**AIM:** What follows is a block of records; restate each one word for word.

━━ TASK DATA

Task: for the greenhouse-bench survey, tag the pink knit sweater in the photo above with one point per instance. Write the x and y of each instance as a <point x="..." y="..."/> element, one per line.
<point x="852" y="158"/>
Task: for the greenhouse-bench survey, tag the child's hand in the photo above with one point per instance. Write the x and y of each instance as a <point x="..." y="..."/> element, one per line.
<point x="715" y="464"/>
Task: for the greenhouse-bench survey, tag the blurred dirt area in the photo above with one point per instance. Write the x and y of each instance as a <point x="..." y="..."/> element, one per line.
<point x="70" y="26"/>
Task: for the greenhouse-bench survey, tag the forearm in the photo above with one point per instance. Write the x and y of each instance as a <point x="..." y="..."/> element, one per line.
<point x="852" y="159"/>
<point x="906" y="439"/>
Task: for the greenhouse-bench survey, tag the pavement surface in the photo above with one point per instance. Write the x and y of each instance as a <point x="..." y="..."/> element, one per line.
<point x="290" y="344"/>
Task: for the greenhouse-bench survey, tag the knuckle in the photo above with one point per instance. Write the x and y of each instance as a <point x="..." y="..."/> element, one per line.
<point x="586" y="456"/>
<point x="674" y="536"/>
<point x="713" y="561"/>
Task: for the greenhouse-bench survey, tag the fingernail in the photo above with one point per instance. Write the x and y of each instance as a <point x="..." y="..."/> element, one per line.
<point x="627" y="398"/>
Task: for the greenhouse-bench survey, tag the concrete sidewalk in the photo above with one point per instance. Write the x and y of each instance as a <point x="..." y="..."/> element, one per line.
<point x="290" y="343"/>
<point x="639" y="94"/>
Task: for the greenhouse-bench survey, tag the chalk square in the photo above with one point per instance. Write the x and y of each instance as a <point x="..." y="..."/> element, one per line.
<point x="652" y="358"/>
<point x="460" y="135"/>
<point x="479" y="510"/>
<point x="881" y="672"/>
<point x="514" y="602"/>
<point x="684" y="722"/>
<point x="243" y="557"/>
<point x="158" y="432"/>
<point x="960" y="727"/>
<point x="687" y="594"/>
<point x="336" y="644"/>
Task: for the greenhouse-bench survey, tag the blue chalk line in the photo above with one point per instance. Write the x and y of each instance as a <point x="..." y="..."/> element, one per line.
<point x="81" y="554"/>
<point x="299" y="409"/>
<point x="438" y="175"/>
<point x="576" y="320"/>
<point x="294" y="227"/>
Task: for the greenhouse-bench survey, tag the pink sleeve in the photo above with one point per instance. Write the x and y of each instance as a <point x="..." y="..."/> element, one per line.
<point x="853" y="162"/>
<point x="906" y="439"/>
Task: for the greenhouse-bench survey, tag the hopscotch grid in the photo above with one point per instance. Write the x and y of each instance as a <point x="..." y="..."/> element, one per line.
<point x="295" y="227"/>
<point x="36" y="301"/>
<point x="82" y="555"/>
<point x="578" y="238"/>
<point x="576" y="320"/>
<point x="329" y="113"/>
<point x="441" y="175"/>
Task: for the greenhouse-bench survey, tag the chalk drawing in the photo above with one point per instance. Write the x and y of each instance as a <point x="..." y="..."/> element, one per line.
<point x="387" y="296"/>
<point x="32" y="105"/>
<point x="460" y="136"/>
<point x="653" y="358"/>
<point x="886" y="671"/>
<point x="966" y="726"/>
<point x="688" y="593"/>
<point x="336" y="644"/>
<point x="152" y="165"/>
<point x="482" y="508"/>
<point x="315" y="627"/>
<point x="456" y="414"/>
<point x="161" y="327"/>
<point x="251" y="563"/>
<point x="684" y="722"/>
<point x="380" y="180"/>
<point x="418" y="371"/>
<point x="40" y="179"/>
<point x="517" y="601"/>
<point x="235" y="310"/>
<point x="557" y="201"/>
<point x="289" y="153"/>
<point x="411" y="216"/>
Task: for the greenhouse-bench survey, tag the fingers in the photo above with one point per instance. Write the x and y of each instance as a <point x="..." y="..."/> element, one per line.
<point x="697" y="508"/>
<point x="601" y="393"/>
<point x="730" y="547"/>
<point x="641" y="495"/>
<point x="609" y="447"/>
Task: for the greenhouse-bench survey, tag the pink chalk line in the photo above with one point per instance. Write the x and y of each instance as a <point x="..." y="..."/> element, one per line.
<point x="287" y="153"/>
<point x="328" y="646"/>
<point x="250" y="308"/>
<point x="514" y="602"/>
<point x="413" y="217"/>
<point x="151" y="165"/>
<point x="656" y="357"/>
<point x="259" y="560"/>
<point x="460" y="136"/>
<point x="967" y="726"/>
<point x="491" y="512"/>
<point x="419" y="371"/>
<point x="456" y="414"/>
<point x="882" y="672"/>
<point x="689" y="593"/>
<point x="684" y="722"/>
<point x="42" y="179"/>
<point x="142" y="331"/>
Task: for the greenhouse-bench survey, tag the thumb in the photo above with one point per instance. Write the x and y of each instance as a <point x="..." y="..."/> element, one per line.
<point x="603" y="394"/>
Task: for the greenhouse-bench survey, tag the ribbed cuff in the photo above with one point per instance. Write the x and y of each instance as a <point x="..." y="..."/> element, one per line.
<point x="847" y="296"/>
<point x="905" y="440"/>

━━━━

**REPLY TO THE TASK:**
Task: for the greenhouse-bench survey, tag the pink knit sweater in the photo above with one point per instance. Write the x and y of each instance as a <point x="..." y="..."/> element, one per line.
<point x="852" y="158"/>
Task: for the greenhouse-bench survey, tag the child's hand in the photo above with one point per instance. Write the x and y of each instance as a <point x="..." y="..."/> element, one per line.
<point x="715" y="464"/>
Task: for the greenhouse-bench survey, tag the blurred dirt area in the photo above with one point per instance. Write the x and y of each instance as a <point x="..." y="..."/> element, one per line.
<point x="70" y="26"/>
Task: for the greenhouse-bench survey, tag the forearm in the photo above with one point per instance. Write the x and y of each instance as a <point x="..." y="..."/> element, one per line.
<point x="852" y="159"/>
<point x="906" y="439"/>
Task: for the greenhouse-bench survey, tag the pavement surface in the photo above with one point per instance. Write the x and y of each instance as a <point x="..." y="..."/> element, one per line.
<point x="290" y="344"/>
Task: for the greenhouse-bench survey, tag the knuckle in the photo above with one point per instance. Write the x and y of each instance as a <point x="..." y="..."/> element, one per line.
<point x="586" y="456"/>
<point x="674" y="536"/>
<point x="713" y="561"/>
Task: for the greenhouse-bench survey, tag the fingernail in the photo above with one point per instance. Write the x and y of each instance as a <point x="..." y="..."/> element, one per line.
<point x="627" y="398"/>
Task: for the greenhouse-bench survey, tag the concrete sidewalk in the photo above with one point per instance. Write the x and y of each instance as a <point x="..." y="..."/> element, one per line.
<point x="290" y="343"/>
<point x="639" y="94"/>
Task: for the greenhouse-bench survey, tag the chalk square in the photo above with one point per instance. Write the x and y of each instance as a <point x="..." y="..."/> element, one per line.
<point x="652" y="358"/>
<point x="460" y="135"/>
<point x="479" y="510"/>
<point x="881" y="672"/>
<point x="514" y="602"/>
<point x="684" y="722"/>
<point x="243" y="557"/>
<point x="158" y="432"/>
<point x="960" y="727"/>
<point x="687" y="594"/>
<point x="336" y="644"/>
Task: for the greenhouse-bench survey, tag the blue chalk line in the photo above with one point per instance. Write the x and y of each instance as a <point x="..." y="..."/> element, one per line.
<point x="81" y="554"/>
<point x="299" y="409"/>
<point x="438" y="175"/>
<point x="576" y="320"/>
<point x="294" y="227"/>
Task: for the greenhouse-bench survey, tag the pink sleeve in the photo above with one point per instance. Write the x and y of each instance as a <point x="..." y="..."/> element, one per line.
<point x="853" y="162"/>
<point x="906" y="439"/>
Task: for the greenhouse-bench survey, tag the hopscotch grid in the photo above with one point per instance. Write the x and y of each instance as a <point x="..." y="..."/> element, one per line.
<point x="295" y="227"/>
<point x="36" y="301"/>
<point x="82" y="555"/>
<point x="578" y="238"/>
<point x="576" y="320"/>
<point x="329" y="113"/>
<point x="441" y="175"/>
Task: for the greenhouse-bench survey, tag the chalk drawing in the photo above with one point per instance. Write the x and y of each instance as a <point x="..." y="..."/> element, one per line.
<point x="387" y="296"/>
<point x="32" y="105"/>
<point x="460" y="136"/>
<point x="653" y="358"/>
<point x="886" y="671"/>
<point x="966" y="726"/>
<point x="688" y="593"/>
<point x="336" y="644"/>
<point x="152" y="165"/>
<point x="482" y="508"/>
<point x="315" y="627"/>
<point x="456" y="414"/>
<point x="161" y="327"/>
<point x="251" y="563"/>
<point x="684" y="722"/>
<point x="380" y="180"/>
<point x="418" y="371"/>
<point x="40" y="179"/>
<point x="517" y="601"/>
<point x="235" y="310"/>
<point x="557" y="201"/>
<point x="289" y="153"/>
<point x="411" y="216"/>
Task: for the greenhouse-bench survey, tag the fingers in the photo above with one point per instance. Write the x and y of each instance as a <point x="..." y="..."/> element, one per line.
<point x="697" y="508"/>
<point x="601" y="393"/>
<point x="730" y="547"/>
<point x="641" y="495"/>
<point x="609" y="447"/>
Task: for the greenhouse-bench survey, tag the pink chalk line in the photo above with one point per instance. Write the x and y of each instance as a <point x="..." y="..."/> element, one per line.
<point x="287" y="153"/>
<point x="328" y="646"/>
<point x="250" y="308"/>
<point x="514" y="602"/>
<point x="413" y="217"/>
<point x="151" y="165"/>
<point x="656" y="357"/>
<point x="259" y="560"/>
<point x="460" y="136"/>
<point x="967" y="726"/>
<point x="491" y="512"/>
<point x="419" y="371"/>
<point x="456" y="414"/>
<point x="882" y="672"/>
<point x="689" y="593"/>
<point x="684" y="722"/>
<point x="42" y="179"/>
<point x="142" y="331"/>
Task: for the greenhouse-bench survey, tag the thumb in the photo above with one point per instance. Write the x and y of each instance as a <point x="..." y="..."/> element, one per line.
<point x="603" y="394"/>
Task: for the greenhouse-bench survey, tag the ribbed cuff in the photo above with one point per instance. Write the x and y of each instance as a <point x="..." y="..."/> element, one per line.
<point x="847" y="296"/>
<point x="905" y="440"/>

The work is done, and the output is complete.